* [Esercizio scritto 1] Traduci in inglese questa frase del testo su Saito Kohei: «Saito Kohei è un filosofo giapponese, nato nel 1987.»
* [Esercizio scritto 2] Secondo il testo su Saito Kohei, in che anno il filosofo ha pubblicato Il capitale nell'Antropocene?
── Testo fornito
Giulio Einaudi editore

Intervista a Saito Kohei Il capitale nell’Antropocene

«Dobbiamo sfidare il capitalismo e se vogliamo farlo, penso che Karl Marx sia ancora molto importante»

Saito Kohei è un filosofo giapponese, nato nel 1987. Nel 2020 ha pubblicato Il capitale nell’Antropocene, contribuendo con più di 500.000 copie vendute solo in Giappone a una nuova ondata globale di interesse nei confronti del pensiero di Karl Marx, al centro del libro. Saito è infatti un profondo conoscitore dell’opera di Marx e, grazie al lavoro con il Marx-Engels-Gesamtausgabe (MEGA) – la più vasta collezione al mondo di scritti dei due filosofi –, si è proposto ne Il capitale nell’Antropocene di aggiornare la conoscenza del pensiero marxiano, specie per quanto riguarda l’ecologia. Saito ha elaborato un’innovativa teoria, basata in parte su scritti inediti di Marx: il comunismo di decrescita. Si tratta di una strada per superare il capitalismo, che il filosofo giapponese considera incompatibile con la lotta alla crisi climatica e in generale con il benessere dell’umanità.
────
── Materiale fornito
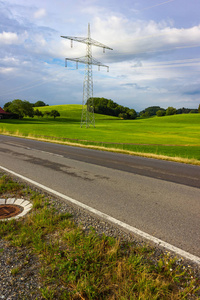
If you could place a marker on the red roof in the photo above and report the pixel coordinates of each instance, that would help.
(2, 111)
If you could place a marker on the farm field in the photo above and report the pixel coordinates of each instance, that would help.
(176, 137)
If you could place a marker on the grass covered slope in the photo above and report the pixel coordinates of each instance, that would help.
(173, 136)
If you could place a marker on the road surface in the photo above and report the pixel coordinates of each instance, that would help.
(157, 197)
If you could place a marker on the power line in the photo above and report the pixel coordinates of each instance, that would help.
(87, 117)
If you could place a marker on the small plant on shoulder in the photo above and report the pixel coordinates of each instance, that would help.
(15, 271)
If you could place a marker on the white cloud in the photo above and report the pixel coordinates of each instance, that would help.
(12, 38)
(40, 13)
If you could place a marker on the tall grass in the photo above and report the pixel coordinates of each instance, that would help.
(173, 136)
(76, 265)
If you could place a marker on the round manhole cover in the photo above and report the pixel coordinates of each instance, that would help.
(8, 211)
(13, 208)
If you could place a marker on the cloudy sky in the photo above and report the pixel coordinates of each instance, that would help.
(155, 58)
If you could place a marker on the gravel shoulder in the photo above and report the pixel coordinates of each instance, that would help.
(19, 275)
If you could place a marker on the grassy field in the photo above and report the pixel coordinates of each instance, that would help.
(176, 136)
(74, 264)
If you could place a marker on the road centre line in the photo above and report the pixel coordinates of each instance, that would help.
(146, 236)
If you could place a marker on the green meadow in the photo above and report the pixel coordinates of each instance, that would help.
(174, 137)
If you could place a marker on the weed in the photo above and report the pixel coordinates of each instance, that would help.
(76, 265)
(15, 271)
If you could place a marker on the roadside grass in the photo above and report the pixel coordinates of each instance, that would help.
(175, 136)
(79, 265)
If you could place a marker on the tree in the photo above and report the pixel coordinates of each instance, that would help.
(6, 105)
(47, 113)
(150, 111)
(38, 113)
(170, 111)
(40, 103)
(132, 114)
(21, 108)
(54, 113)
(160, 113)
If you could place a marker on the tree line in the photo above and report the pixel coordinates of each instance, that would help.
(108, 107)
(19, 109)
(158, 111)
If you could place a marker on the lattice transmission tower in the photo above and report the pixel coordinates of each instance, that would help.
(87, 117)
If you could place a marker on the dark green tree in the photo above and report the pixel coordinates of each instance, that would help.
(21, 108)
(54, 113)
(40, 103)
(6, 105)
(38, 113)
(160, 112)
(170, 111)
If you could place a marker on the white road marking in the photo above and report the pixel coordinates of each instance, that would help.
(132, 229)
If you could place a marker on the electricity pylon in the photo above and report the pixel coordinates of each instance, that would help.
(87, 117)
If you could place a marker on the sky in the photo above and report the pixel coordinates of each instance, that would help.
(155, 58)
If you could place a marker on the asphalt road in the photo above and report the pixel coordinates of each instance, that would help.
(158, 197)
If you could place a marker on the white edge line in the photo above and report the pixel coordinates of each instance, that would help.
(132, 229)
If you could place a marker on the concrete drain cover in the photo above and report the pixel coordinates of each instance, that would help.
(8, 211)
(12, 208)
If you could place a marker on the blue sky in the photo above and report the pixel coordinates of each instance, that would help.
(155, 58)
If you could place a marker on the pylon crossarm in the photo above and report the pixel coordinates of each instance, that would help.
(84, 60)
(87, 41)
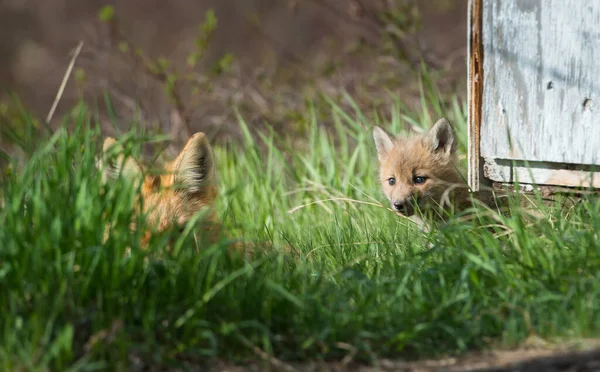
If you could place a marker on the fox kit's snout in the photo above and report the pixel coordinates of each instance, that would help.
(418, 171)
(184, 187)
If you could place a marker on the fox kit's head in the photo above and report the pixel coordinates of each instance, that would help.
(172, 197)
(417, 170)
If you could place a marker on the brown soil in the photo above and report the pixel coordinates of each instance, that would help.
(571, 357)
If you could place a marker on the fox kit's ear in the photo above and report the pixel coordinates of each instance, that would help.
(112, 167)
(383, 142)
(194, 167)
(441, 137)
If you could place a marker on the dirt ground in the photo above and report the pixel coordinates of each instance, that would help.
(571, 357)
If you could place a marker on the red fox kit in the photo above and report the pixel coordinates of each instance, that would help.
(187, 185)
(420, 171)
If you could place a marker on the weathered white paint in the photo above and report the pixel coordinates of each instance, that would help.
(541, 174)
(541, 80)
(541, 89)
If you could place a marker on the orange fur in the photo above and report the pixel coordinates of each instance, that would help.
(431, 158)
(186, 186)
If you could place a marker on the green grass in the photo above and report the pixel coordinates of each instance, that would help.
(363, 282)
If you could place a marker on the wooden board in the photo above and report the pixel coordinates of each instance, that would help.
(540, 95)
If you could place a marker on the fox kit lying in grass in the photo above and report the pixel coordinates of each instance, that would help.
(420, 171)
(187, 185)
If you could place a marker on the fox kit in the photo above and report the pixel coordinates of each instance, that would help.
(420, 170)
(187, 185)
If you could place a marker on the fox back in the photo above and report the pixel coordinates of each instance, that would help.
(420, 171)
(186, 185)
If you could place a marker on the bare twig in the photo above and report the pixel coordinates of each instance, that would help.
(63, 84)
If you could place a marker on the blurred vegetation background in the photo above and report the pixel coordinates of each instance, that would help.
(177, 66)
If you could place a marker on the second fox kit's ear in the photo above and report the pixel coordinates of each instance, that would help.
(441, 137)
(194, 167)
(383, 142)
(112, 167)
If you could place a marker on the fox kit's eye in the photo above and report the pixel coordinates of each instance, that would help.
────
* [Risposta scritta 1] Saito Kohei is a Japanese philosopher, born in 1987.

* [Risposta scritta 2] Nel 2020.